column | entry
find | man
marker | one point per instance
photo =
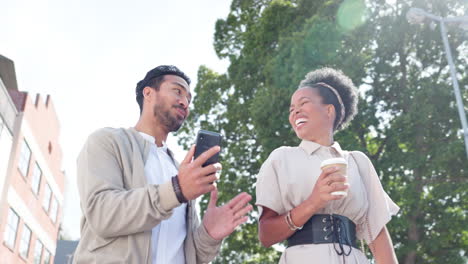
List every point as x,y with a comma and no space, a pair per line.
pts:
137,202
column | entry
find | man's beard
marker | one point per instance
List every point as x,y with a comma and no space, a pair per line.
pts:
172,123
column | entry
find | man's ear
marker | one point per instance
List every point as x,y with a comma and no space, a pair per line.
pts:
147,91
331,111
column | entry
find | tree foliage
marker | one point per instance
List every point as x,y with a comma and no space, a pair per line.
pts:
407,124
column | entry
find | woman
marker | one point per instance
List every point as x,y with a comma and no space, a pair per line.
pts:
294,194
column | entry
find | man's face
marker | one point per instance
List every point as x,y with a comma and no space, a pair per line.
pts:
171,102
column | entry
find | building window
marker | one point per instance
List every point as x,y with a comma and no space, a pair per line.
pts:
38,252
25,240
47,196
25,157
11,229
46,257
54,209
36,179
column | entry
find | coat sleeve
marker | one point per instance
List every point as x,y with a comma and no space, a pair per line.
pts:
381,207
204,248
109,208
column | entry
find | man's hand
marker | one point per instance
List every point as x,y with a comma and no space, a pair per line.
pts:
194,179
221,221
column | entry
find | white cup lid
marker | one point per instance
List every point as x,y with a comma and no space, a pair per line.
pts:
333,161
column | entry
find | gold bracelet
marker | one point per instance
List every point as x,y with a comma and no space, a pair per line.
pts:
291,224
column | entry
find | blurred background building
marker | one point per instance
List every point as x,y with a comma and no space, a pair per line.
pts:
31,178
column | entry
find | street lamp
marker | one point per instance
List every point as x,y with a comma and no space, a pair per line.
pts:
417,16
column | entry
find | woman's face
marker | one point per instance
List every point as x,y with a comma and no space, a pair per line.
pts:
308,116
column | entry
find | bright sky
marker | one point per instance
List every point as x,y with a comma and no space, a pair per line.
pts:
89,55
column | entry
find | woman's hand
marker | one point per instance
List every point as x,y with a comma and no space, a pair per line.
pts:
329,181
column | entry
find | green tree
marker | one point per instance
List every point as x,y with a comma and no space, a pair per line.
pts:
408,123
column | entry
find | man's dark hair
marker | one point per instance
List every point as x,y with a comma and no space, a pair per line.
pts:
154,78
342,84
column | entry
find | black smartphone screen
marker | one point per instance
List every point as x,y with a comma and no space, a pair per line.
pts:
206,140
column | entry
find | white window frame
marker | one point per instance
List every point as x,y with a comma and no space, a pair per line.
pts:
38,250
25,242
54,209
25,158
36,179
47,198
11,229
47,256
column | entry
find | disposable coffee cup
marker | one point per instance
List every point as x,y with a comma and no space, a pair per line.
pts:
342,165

·····

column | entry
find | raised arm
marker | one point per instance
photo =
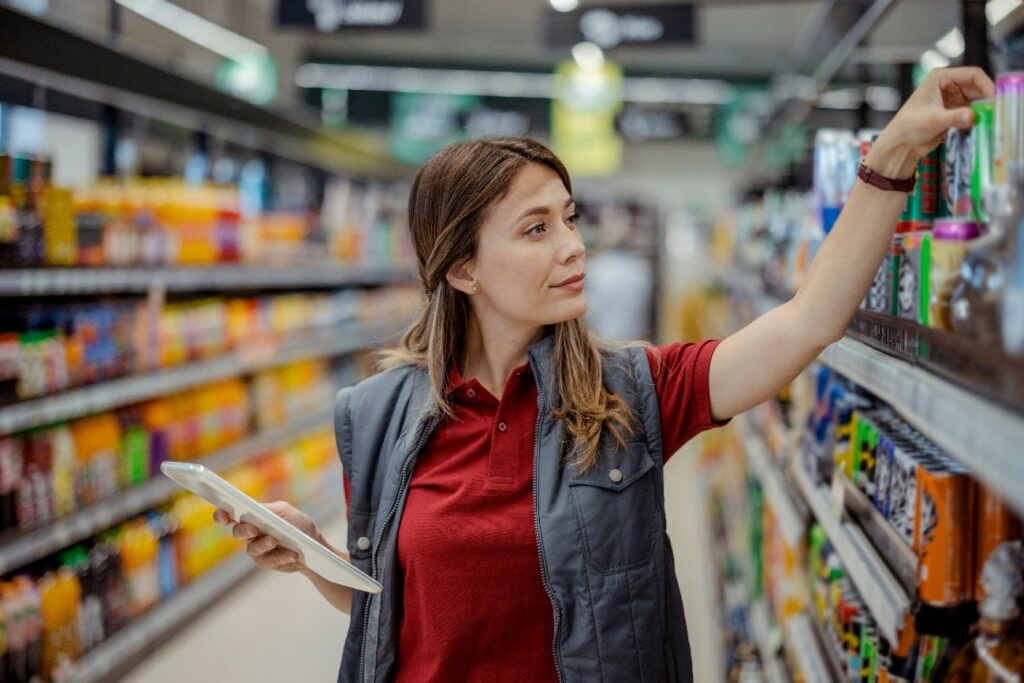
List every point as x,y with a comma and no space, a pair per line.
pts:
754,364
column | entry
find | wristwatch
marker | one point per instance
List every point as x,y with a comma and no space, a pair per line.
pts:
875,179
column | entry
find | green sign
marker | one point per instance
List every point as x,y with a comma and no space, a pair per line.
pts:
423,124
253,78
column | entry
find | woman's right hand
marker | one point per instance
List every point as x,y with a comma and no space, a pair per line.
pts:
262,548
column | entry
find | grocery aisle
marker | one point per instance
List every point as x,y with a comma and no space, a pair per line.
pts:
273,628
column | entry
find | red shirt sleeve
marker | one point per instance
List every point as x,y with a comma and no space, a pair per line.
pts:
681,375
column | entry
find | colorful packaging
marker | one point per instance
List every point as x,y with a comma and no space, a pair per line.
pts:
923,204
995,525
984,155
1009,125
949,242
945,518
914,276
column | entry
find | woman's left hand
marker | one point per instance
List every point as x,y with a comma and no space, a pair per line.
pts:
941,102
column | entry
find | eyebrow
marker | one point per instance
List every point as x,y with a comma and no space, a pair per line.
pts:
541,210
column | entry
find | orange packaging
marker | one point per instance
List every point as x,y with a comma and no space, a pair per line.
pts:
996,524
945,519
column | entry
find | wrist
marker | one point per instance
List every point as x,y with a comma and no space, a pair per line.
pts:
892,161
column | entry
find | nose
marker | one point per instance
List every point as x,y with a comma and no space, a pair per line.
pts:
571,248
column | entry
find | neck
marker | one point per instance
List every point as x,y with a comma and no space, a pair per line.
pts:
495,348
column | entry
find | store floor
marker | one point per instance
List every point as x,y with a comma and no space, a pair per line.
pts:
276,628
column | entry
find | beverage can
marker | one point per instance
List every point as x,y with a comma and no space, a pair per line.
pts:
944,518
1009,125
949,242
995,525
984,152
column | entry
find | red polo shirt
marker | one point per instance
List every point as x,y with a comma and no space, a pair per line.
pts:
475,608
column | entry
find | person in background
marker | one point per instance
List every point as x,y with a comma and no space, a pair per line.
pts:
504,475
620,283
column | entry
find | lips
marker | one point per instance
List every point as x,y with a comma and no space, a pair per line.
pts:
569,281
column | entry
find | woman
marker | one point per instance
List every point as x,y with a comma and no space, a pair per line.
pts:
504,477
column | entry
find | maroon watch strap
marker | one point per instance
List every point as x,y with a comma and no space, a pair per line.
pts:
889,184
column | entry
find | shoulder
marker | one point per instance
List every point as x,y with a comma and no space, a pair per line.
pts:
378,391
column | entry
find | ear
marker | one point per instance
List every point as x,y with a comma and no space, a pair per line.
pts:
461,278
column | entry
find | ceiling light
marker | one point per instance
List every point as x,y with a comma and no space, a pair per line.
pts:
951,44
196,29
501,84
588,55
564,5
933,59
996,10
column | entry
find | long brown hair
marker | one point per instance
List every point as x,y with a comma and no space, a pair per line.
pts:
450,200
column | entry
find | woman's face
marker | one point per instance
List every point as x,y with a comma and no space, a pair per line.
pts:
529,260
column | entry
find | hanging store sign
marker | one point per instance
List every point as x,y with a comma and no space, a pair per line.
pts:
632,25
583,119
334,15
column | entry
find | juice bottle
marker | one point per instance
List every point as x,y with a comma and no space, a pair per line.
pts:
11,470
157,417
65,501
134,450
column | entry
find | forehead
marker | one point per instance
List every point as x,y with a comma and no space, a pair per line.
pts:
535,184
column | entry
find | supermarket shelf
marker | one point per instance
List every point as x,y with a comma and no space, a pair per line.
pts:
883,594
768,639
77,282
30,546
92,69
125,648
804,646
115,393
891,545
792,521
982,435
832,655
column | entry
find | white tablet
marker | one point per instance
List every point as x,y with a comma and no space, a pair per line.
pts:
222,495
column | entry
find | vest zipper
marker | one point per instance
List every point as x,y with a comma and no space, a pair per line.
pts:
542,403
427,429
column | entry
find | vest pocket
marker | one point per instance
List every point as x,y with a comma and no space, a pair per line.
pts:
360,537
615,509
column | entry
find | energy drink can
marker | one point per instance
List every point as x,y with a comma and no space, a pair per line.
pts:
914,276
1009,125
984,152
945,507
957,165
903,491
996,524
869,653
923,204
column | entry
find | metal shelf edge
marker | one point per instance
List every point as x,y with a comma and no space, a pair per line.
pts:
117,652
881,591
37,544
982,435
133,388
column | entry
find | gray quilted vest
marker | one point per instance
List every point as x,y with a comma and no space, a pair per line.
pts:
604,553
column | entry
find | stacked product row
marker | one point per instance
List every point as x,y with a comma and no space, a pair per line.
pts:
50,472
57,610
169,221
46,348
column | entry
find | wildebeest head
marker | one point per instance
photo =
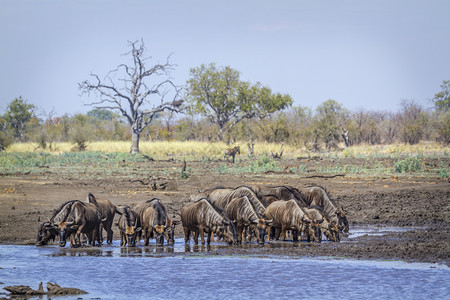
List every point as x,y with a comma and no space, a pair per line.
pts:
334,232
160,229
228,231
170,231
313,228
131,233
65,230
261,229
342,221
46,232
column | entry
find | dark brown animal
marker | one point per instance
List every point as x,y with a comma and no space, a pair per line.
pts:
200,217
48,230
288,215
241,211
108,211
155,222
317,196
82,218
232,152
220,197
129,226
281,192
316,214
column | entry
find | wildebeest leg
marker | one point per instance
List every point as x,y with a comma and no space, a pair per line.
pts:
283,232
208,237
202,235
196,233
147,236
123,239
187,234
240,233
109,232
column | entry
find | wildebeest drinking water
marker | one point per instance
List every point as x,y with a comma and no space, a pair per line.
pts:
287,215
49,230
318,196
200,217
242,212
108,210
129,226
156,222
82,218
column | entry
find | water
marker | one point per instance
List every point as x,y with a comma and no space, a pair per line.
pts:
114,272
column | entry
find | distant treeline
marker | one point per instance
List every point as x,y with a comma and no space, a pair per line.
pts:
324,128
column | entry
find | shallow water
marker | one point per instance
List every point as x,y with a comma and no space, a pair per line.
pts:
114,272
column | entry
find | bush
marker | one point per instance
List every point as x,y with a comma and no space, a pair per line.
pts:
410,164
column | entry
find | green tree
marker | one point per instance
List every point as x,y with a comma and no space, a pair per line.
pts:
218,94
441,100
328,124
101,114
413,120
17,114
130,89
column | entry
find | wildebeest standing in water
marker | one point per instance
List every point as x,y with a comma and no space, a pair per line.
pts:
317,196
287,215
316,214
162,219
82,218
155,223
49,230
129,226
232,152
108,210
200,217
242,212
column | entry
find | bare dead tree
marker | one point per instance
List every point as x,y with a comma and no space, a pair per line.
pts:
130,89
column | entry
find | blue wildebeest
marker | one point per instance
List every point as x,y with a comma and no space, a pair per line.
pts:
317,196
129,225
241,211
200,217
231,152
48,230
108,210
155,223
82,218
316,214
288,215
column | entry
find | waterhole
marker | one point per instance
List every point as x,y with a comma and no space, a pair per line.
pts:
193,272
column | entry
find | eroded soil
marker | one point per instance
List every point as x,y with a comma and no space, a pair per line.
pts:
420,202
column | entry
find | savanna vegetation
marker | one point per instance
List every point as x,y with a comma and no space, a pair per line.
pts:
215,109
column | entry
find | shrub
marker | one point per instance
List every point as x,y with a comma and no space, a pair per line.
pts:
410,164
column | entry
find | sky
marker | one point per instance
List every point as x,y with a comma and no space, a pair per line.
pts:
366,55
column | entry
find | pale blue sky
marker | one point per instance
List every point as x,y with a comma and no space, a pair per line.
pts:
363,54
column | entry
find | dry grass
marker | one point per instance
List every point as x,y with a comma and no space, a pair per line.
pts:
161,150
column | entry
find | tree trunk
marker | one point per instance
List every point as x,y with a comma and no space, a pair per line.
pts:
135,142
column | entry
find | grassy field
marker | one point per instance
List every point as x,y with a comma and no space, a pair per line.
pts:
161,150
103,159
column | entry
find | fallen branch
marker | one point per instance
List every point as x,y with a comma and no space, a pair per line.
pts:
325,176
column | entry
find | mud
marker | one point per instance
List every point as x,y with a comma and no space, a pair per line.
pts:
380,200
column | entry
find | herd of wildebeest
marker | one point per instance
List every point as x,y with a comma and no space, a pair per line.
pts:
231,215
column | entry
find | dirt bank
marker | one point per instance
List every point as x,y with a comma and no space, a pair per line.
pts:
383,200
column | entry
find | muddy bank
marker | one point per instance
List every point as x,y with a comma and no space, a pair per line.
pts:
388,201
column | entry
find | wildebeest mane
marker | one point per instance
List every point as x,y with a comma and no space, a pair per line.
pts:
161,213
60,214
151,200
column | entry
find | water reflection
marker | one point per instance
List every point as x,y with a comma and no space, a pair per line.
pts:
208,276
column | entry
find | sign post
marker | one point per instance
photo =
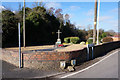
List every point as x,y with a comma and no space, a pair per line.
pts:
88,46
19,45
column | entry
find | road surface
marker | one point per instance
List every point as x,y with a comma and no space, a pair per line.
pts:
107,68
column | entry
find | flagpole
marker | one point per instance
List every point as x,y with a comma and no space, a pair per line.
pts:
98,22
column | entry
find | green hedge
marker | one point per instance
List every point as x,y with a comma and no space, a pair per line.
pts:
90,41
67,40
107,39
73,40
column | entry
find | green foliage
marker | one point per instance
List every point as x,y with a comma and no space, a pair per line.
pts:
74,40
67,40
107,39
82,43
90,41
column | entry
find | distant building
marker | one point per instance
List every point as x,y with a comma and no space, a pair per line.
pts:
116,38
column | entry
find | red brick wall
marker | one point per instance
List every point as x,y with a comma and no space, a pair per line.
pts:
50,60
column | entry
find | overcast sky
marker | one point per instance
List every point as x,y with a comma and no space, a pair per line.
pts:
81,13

·····

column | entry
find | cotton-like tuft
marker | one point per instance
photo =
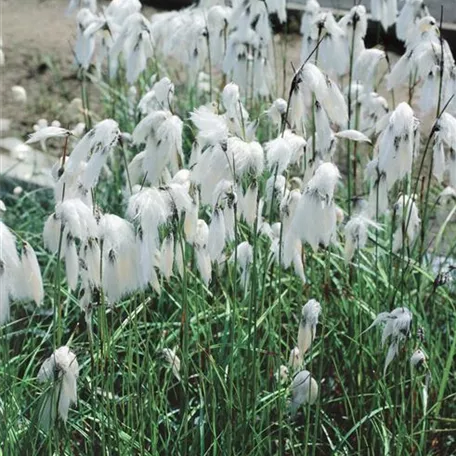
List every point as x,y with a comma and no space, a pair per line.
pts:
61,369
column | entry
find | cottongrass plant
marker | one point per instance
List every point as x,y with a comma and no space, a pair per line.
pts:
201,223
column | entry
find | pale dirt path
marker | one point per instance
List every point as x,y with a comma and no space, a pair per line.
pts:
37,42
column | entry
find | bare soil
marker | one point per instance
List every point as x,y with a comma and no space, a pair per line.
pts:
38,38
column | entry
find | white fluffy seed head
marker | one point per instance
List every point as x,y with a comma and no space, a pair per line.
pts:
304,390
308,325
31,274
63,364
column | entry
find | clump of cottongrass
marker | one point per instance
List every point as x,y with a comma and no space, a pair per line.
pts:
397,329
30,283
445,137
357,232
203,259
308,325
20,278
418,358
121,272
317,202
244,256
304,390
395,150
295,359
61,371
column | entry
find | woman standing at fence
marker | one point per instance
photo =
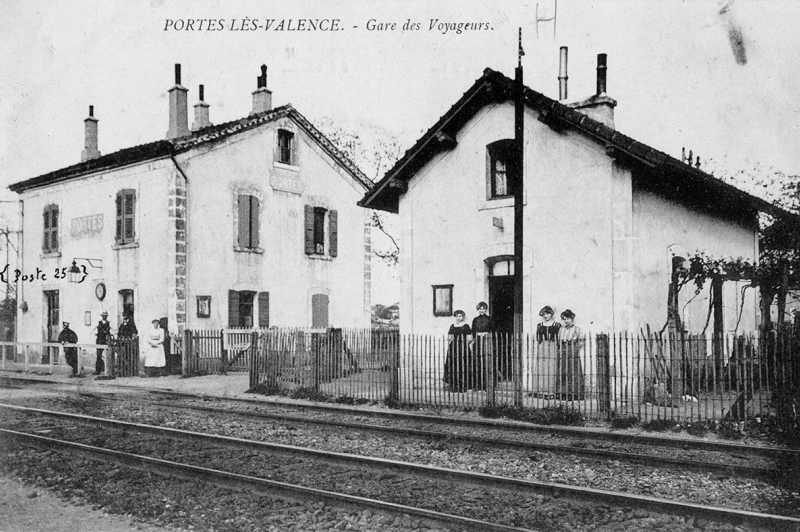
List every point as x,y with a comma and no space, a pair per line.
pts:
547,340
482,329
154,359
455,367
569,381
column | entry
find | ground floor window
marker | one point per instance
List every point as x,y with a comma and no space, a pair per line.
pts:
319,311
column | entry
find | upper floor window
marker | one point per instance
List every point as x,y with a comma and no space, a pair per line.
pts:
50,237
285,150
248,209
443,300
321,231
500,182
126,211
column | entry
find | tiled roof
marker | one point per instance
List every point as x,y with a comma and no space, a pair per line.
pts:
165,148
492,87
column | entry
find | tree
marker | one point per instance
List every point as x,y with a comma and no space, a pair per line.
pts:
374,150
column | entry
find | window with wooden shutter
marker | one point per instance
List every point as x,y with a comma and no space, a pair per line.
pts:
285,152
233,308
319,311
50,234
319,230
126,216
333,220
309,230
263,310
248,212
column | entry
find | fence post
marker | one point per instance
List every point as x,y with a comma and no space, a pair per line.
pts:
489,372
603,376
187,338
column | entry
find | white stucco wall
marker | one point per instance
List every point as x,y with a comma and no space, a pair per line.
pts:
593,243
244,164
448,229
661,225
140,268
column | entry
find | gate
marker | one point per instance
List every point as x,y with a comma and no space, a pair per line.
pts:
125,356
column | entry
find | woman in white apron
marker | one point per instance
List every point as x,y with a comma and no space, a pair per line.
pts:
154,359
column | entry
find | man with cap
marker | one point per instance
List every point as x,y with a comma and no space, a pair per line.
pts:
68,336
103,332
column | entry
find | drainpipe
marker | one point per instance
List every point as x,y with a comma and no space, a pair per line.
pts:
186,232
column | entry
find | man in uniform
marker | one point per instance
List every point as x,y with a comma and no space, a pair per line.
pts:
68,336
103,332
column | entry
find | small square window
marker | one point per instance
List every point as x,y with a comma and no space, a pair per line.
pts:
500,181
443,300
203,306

·····

- Work to do: Count the lines of the records that contain the word "standing" and reply with only that number.

- Answer in full: 2